Start of SOURCE DATA

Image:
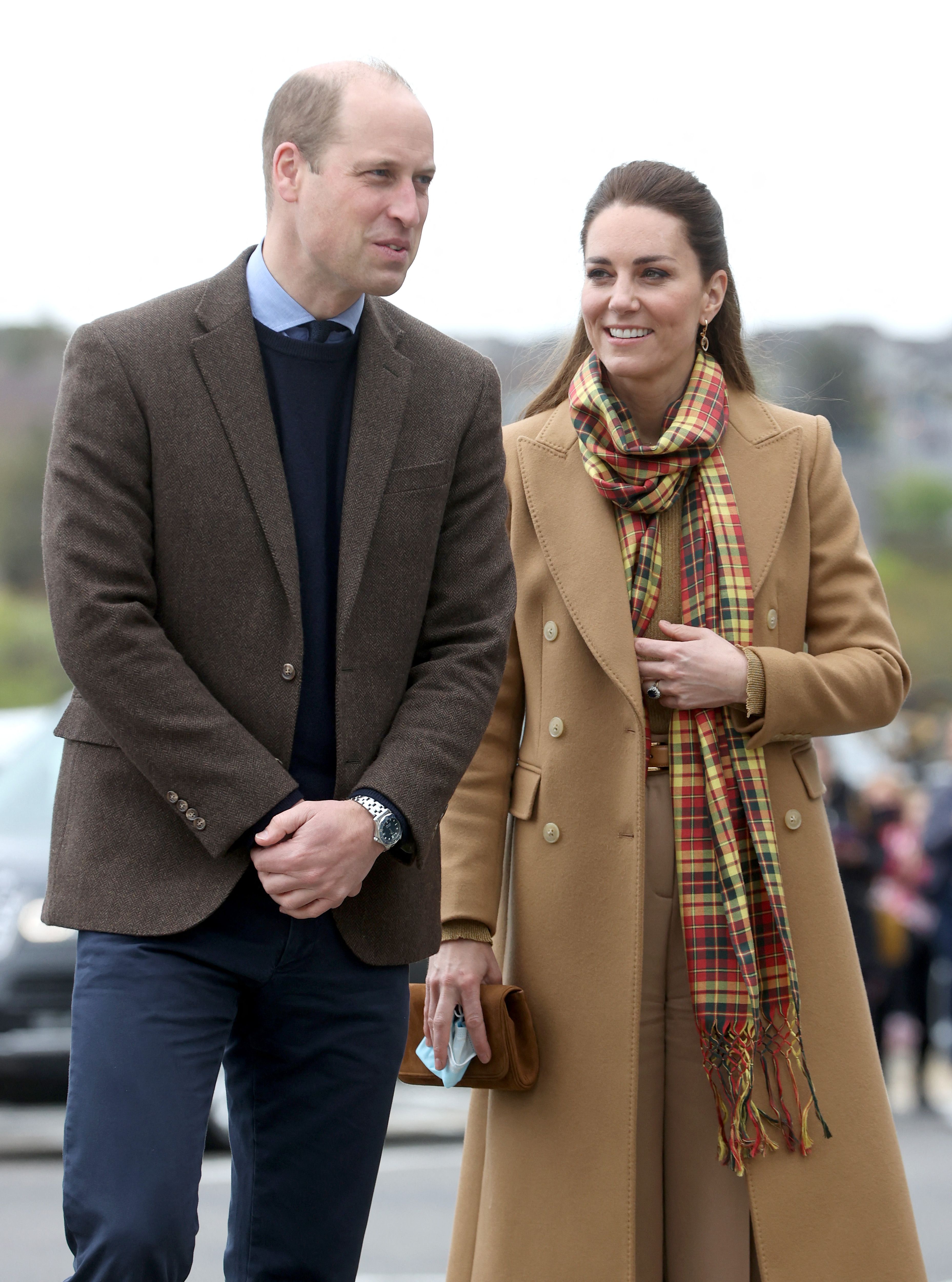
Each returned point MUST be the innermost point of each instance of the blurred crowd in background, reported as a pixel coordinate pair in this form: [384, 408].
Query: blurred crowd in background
[890, 804]
[888, 793]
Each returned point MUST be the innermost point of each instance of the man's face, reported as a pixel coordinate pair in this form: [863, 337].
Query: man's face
[361, 216]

End of SOURCE DATA

INSTRUCTION → Print only the lines from the one with "form: [863, 337]." to the end of the records, both included.

ANSWER TO THE EXERCISE →
Each returned point MUST be the innermost point of each instance of the man's face, reported as a pixel coordinate pair in this form: [863, 337].
Query: man's face
[361, 216]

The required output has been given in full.